#### Exercise requirements
Reproduce the listing exactly and skip over any pictures.

============================================================

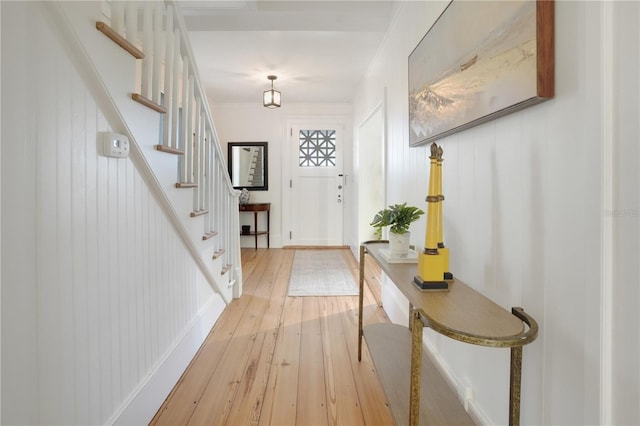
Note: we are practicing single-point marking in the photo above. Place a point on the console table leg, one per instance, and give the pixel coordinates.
(416, 367)
(360, 301)
(514, 386)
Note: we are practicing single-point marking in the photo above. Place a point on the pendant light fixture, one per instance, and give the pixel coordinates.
(271, 98)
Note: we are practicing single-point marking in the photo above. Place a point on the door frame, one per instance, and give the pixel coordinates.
(347, 153)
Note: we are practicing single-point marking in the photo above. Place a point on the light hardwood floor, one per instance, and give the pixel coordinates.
(277, 360)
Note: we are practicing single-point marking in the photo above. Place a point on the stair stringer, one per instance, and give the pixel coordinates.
(110, 74)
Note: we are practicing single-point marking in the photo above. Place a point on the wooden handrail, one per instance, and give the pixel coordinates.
(169, 150)
(119, 40)
(186, 185)
(148, 103)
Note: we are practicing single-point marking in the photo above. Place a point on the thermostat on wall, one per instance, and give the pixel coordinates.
(115, 145)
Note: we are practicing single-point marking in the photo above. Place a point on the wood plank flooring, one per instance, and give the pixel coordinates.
(278, 360)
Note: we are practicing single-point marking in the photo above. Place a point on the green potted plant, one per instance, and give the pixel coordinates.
(399, 218)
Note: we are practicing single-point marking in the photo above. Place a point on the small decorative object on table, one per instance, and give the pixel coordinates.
(399, 217)
(245, 195)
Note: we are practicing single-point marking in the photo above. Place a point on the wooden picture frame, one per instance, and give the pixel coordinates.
(479, 61)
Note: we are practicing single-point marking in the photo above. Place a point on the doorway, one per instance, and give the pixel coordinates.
(371, 170)
(314, 195)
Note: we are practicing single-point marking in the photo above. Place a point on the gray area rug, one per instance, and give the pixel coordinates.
(321, 273)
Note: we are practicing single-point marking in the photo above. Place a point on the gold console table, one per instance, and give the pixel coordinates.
(460, 313)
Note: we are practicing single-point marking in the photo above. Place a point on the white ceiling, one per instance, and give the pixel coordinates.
(319, 49)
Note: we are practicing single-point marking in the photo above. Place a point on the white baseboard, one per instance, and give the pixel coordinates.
(143, 404)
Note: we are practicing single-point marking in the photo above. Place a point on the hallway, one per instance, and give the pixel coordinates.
(277, 360)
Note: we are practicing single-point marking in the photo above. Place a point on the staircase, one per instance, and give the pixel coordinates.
(175, 140)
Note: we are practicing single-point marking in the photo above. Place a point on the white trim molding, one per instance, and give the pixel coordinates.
(607, 192)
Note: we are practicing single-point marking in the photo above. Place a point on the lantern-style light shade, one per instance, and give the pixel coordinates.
(271, 98)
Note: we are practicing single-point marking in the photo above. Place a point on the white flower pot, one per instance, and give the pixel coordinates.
(399, 243)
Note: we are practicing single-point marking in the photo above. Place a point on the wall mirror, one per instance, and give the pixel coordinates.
(248, 165)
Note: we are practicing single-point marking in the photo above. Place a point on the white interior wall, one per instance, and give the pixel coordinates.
(524, 218)
(102, 304)
(253, 122)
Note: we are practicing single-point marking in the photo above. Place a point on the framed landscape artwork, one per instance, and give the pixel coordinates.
(480, 60)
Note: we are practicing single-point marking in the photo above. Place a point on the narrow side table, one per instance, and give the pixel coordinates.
(256, 208)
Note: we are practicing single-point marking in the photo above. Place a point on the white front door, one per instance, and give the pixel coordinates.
(315, 194)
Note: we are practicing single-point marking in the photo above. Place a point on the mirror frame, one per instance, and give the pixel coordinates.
(265, 170)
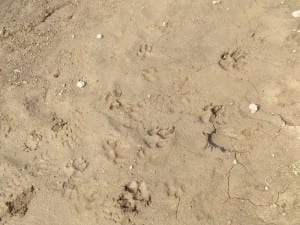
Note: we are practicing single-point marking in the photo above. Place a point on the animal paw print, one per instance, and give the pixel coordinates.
(5, 127)
(144, 50)
(232, 59)
(150, 74)
(214, 114)
(113, 99)
(33, 141)
(80, 164)
(159, 137)
(65, 132)
(134, 197)
(175, 189)
(115, 150)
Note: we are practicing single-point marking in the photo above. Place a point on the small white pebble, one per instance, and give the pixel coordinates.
(81, 84)
(99, 36)
(253, 108)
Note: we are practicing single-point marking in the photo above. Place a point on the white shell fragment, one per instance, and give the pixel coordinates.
(253, 108)
(81, 84)
(296, 13)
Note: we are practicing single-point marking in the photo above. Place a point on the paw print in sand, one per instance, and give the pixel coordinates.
(134, 197)
(214, 114)
(175, 189)
(113, 99)
(115, 150)
(33, 141)
(159, 137)
(232, 59)
(144, 50)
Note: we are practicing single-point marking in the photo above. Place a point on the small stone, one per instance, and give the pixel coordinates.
(81, 84)
(253, 108)
(296, 14)
(132, 186)
(99, 36)
(216, 2)
(266, 188)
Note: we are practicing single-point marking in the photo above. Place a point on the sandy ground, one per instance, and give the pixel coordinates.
(160, 131)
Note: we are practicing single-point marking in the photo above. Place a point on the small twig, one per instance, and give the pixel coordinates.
(177, 208)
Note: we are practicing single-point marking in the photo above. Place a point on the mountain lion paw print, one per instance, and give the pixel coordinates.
(159, 137)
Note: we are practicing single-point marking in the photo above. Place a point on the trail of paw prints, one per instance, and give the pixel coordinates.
(5, 125)
(159, 137)
(116, 150)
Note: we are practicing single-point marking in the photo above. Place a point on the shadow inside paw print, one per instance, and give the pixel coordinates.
(159, 137)
(232, 59)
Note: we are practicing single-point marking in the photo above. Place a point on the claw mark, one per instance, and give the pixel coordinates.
(210, 143)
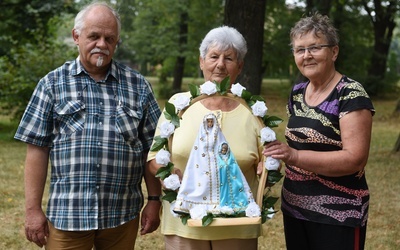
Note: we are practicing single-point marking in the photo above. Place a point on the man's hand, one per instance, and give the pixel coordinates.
(36, 227)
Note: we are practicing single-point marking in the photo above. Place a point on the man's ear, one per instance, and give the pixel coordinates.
(75, 36)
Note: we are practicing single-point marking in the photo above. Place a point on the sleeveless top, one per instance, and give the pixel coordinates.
(308, 196)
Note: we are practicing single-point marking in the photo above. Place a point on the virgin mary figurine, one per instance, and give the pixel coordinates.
(212, 178)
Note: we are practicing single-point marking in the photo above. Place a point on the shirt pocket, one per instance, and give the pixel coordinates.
(69, 117)
(127, 123)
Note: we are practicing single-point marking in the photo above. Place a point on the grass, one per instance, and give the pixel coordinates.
(382, 173)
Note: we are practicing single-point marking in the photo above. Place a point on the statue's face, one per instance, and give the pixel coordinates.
(210, 123)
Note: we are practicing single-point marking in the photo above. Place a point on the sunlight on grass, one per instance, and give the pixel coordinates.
(382, 173)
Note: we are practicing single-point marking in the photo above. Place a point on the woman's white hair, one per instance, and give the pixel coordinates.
(224, 38)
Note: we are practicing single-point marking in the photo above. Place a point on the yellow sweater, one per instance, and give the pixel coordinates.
(241, 129)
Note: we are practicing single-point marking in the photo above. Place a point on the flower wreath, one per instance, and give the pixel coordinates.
(171, 181)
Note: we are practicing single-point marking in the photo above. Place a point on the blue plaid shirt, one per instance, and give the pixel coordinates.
(99, 133)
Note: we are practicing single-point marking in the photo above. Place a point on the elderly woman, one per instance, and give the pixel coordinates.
(221, 55)
(325, 194)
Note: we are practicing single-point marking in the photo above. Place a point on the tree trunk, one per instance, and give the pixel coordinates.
(397, 145)
(247, 16)
(180, 60)
(383, 20)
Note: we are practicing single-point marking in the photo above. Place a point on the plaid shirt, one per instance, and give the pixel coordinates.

============================================================

#### Answer for this exercise
Note: we are practicing single-point marking in the photo above. Place a point on the console table leg, one per instance, and give the pixel coordinates.
(416, 367)
(360, 301)
(514, 386)
Note: we are practicing single-point marking in the photo above. Place a point on the pendant light fixture, one per instance, and give the pixel coordinates.
(271, 98)
Note: we are practicing single-point marking in the photo above. Place a point on the door frame, one per instance, and give the pixel coordinates.
(347, 153)
Note: we are practicing single-point marking in the photo above. Place a point on the light hardwood floor, one per instance, and give the pixel coordinates.
(277, 360)
Note: we are practicing single-point marking in the photo above. Place a point on the stair stringer, one per instance, and give the pixel coordinates.
(110, 74)
Note: we are practicing single-point marking in the photo above. Place a point on the wooden handrail, one per instance, and give the pixel coordinates.
(169, 150)
(119, 40)
(186, 185)
(148, 103)
Note: we are practicing single-point marking in the photo above. Place a point on the thermostat on wall, one per instance, and give the pixel coordinates.
(115, 145)
Note: we are practicing single-point marking in the photo above. Place a point on the wood plank flooring, one per instance, and give the pixel coordinates.
(278, 360)
Note: we are practicing single-point marking in the photo above. Place a point on the green potted plant, one per instance, and give the pixel coordinates.
(399, 218)
Note: we are practicing single-point marking in the photo above. Place a point on the small decorative object on table, one per instance, and give the pixel coordinates.
(399, 217)
(245, 195)
Note: we are practicing single-point marking in the photo above. Place a point on the wooden picture frame, one per instance, and give the pixel coordinates.
(479, 61)
Note: we are practicing single-point marking in the photo above. Place a point on the doorway, one per instance, and give the pixel coordinates.
(371, 170)
(314, 195)
Note: we are practicing single-point marking in the photo above. Place a point on the gray area rug, one per instance, and give the pixel coordinates.
(321, 273)
Note: we are practicing single-point marking in the photo above. Place a point on the gold console table, one per instance, and give the pixel coordinates.
(460, 313)
Note: we are practicing single-point marking in the photo above. Place a point on the white ceiling, one per instance, and give the pixel coordinates.
(319, 49)
Note: we are practicing single-point marking in the photo above. Place a point on the white baseboard, one per instance, and give the pixel coordinates.
(143, 404)
Note: we are practicing single-point marking in the photo above. Place a point on the hallway, one per instance, and give the pixel coordinates.
(277, 360)
Note: we are practicing single-point marking in the photo above. Place a point on the staircase, one per instance, and give the pixel coordinates.
(175, 140)
Note: we are practicing single-point marking in the photo above. Place a point on the white trim molding, one per instance, and give the pixel coordinates.
(607, 192)
Note: we are practicing single-point marking in the photo above. Place a point on the lantern-style light shade, one per instance, and give the pixel coordinates.
(271, 98)
Note: we are practicing single-point marking in the photo above. Place a point on the white flower pot, one per instance, and give the pixel coordinates.
(399, 243)
Note: we are practicing single-point marking in the photo above. Place a point on the wall mirror, one per instance, and give the pixel coordinates.
(248, 165)
Note: we are practicing single-point marking in the photo above. Place a point on the white interior wall, one per instance, and give the pixel coordinates.
(524, 218)
(102, 304)
(253, 122)
Note: we are practicing single-point marking in the photo above. Place a point on the framed landscape artwork, one per instance, and give the pixel coordinates.
(480, 60)
Note: we are practicing single-point marking in the photo above. Place a point on the narrow side table, one per instance, and give the pixel coordinates.
(256, 208)
Note: we are practicing single-point marking in the photo above. Place a point on the white front door, one per instance, and give the pixel coordinates.
(315, 194)
Note: we are practicing single-point marking in the photo above. Place a point on the mirror frame, one per instance, and give the pixel coordinates.
(265, 170)
Note: we are practicing single-point marking in the photo above. Place a point on the animal paw print, one per instance, and give the pixel coordinates.
(5, 127)
(144, 50)
(232, 59)
(150, 74)
(214, 114)
(113, 99)
(33, 141)
(80, 164)
(159, 137)
(65, 132)
(134, 197)
(175, 189)
(115, 150)
Note: we are practicing single-point marking in the photo above. Place a point on the small white pebble, one per instance, and give the pixel coordinates.
(81, 84)
(99, 36)
(253, 108)
Note: we are practicing single-point marking in the photo above. Place a point on the white shell fragment, one per instance, and give the pixel coordinates.
(253, 108)
(81, 84)
(296, 13)
Note: we are practicing single-point marking in the photo above. Place a point on the paw print in sand, one per instance, and give the pixel coordinates.
(134, 197)
(214, 114)
(175, 189)
(113, 99)
(115, 150)
(33, 141)
(159, 137)
(232, 59)
(144, 50)
Note: we are practicing single-point marking in the photo above. Place a point on the small stone, one per instance, and give the pixel coordinates.
(81, 84)
(253, 108)
(296, 14)
(132, 186)
(99, 36)
(216, 2)
(266, 188)
Note: we are practicing single-point marking in the photo above. Place a point on the sandy ground, one per instance, and give the pixel coordinates.
(160, 131)
Note: we are practicing single-point marking in the photo above. Place a point on the small twig, one per instance, and give the pixel coordinates.
(177, 208)
Note: we are practicing single-point marking in the photo above. Place a point on the mountain lion paw print, one per instance, and give the pixel coordinates.
(159, 137)
Note: we are practicing single-point marking in the photo above. Place a point on the trail of paw prints, one per instance, and give the pixel coordinates.
(5, 125)
(159, 137)
(116, 150)
Note: we are practicing single-point marking in the photo above. Place a point on the shadow inside paw print, one per instance, and give the pixel coordinates.
(159, 137)
(232, 59)
Note: we are practicing single-point marking in the photo above. Place a point on the claw mark, one per instance, and give the pixel coordinates.
(210, 143)
Note: we are practicing single-point marking in the photo above. Place a point on the man's hand, one per instance, and give the pixel coordinates.
(36, 227)
Note: we are practicing single-point marking in the photo above. Place a point on the man's ear, one per instance, and give the pixel coordinates.
(75, 36)
Note: we are practicing single-point marking in the photo above. Place a point on the sleeveless top, one per instance, and give the pixel coordinates.
(308, 196)
Note: we are practicing single-point marking in the photo above. Place a point on the virgin mary figurine, one per instance, and give the pixel coordinates.
(212, 178)
Note: we are practicing single-point marking in the photo above. Place a point on the shirt pocket, one per instance, and give the pixel coordinates.
(69, 117)
(127, 123)
Note: we are practicing single-point marking in the photo above. Place a point on the grass, one per instance, and give the pixel coordinates.
(382, 173)
Note: we are practicing single-point marking in the photo above. Place a point on the statue's face, one per instance, and give the pixel coordinates.
(210, 123)
Note: we are practicing single-point marking in the photo above. Place a point on the sunlight on grass, one per instance, and give the pixel coordinates.
(382, 173)
Note: we are practicing single-point marking in the photo above. Place a point on the woman's white hair, one per instance, and give the pixel coordinates.
(224, 38)
Note: we are practicing single-point marking in the photo above. Place a point on the yellow sweater, one per instance, and give the pixel coordinates.
(241, 129)
Note: we are practicing single-point marking in the photo above. Place a point on the flower wreath, one per instance, and give the pixel coordinates.
(171, 181)
Note: we are practicing single-point marking in the photo above. Place a point on the blue plaid shirt, one per instance, and give the pixel coordinates.
(99, 133)
Note: we are practicing single-point marking in the photo above. Place a point on the elderly woman, one per instance, and give the pixel coordinates.
(221, 55)
(325, 194)
Note: we are practicing single-point marking in the photo above. Place a point on the tree trunk, one per instance, and give the pixel coordinates.
(397, 145)
(247, 16)
(180, 60)
(383, 20)
Note: we are practicing single-point marking in the photo above. Place a point on the plaid shirt, one per instance, and give the pixel coordinates.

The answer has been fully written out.